======== RECORDS FOR THE EXERCISE ========
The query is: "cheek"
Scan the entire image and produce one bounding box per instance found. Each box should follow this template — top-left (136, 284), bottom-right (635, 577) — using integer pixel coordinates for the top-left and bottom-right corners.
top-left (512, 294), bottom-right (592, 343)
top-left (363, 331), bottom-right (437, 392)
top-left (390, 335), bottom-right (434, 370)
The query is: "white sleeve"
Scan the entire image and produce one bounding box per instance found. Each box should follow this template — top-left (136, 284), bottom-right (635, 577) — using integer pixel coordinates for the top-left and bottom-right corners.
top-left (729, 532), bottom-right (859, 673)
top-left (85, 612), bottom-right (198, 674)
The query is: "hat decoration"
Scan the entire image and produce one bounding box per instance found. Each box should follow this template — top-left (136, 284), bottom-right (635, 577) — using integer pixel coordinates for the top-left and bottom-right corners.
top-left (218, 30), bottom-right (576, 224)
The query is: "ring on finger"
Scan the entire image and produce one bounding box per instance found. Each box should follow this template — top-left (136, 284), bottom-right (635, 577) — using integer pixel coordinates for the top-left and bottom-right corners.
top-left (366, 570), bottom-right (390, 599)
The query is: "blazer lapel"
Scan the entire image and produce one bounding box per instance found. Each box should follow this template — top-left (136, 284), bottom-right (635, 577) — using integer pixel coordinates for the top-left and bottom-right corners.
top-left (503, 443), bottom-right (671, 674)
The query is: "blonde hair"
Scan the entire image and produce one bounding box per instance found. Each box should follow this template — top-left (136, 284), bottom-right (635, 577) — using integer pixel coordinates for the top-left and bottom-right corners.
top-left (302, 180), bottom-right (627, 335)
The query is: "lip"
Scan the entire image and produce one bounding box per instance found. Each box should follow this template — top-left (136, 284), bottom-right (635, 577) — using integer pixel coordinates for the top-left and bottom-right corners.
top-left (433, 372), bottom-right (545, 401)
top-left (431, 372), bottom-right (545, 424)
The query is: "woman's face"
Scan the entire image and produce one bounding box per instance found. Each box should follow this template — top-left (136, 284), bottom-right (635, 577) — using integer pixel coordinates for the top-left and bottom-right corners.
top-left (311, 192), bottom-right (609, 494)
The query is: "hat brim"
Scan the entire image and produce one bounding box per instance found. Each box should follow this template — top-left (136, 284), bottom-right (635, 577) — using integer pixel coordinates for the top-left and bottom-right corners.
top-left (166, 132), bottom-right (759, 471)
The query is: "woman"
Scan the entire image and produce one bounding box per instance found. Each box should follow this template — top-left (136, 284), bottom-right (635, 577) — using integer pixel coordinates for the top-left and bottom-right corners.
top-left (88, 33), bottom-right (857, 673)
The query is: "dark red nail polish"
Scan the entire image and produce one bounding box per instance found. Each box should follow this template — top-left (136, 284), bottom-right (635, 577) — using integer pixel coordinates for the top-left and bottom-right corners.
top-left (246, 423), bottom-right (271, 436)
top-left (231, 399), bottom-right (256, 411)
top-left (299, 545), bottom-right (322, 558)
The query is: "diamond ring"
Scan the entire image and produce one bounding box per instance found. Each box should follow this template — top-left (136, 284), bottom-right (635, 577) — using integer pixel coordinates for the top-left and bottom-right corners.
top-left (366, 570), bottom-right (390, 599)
========
# YOUR GOAL:
Your task is to transcribe the listing above in full, exactly as given.

# EXPECTED OUTPUT:
The query is: "cheek"
Scan the entire image and produce one bounding box per instance found. Each box should follow this template — top-left (136, 284), bottom-right (635, 577) — using integer pixel coordinates for the top-left and bottom-right corners.
top-left (512, 294), bottom-right (592, 343)
top-left (363, 331), bottom-right (437, 392)
top-left (390, 335), bottom-right (434, 370)
The query is: "white sleeve"
Scan the entire image and produce one bounding box per instance found. Each box should follow this template — top-left (136, 284), bottom-right (635, 577) — using integer pixel coordinates for the top-left and bottom-right corners.
top-left (729, 532), bottom-right (859, 673)
top-left (85, 612), bottom-right (198, 674)
The query is: "hat decoration"
Scan the entire image and produce one bounding box per instance found. Each box should follow this template — top-left (136, 284), bottom-right (635, 577) — using integer pixel coordinates for the top-left and bottom-right corners.
top-left (218, 30), bottom-right (576, 224)
The query is: "ring on finger"
Scan the entire image and produce one bounding box per instance found. Each box should follow this template — top-left (136, 284), bottom-right (635, 577) — using integer pixel coordinates for the top-left and bottom-right corners.
top-left (366, 570), bottom-right (390, 599)
The query is: "blazer lapel"
Scan the entire image and produce one bounding box per instance found. Each box should follow this template — top-left (136, 284), bottom-right (635, 577) — using integer pixel coordinates for the top-left and bottom-right corners.
top-left (503, 443), bottom-right (671, 674)
The query is: "blonde hair"
Scan the entire image and produce one bounding box per instance found. Each box should follow this template — top-left (136, 284), bottom-right (635, 577) — using integer pixel coordinates for the top-left and bottom-right corners.
top-left (302, 180), bottom-right (627, 335)
The query is: "lip"
Scan the entire image and produce one bounding box per instance found. Each box should follow this template — top-left (136, 284), bottom-right (635, 577) — using integer pixel coordinates for the top-left and bottom-right corners.
top-left (433, 372), bottom-right (545, 401)
top-left (431, 372), bottom-right (545, 424)
The query is: "woman's face"
Scan the entire image and produce one bounding box per instance found. Each box should follow this template — top-left (136, 284), bottom-right (635, 577) — using integer pixel coordinates for the top-left and bottom-right corners.
top-left (311, 192), bottom-right (609, 494)
The query is: "hat brim"
Scan the entire image and produce one bounding box per instance found. Each box should follow this template — top-left (136, 284), bottom-right (635, 577) — using integer pixel coordinates for the top-left and bottom-right corners.
top-left (166, 132), bottom-right (759, 471)
The query is: "woman"
Scan the entire image and produce one bounding box per instance found. Each box should follow this template — top-left (136, 284), bottom-right (635, 577) — using integer pixel coordinates for the top-left and bottom-right corners.
top-left (88, 33), bottom-right (857, 673)
The query is: "dark red nail polish"
Scan the entire image and produce one bounding box per instance found. Each box should follow this template — top-left (136, 284), bottom-right (635, 577) — using integer pixel coordinates for the top-left and bottom-right corners.
top-left (246, 423), bottom-right (271, 436)
top-left (231, 399), bottom-right (256, 411)
top-left (299, 545), bottom-right (322, 558)
The query is: "diamond ring"
Scan the entire image and produce one bounding box per instance found. Each box should follow this template — top-left (136, 284), bottom-right (635, 577) — using integer pixel coordinates for the top-left and bottom-right corners.
top-left (366, 570), bottom-right (390, 599)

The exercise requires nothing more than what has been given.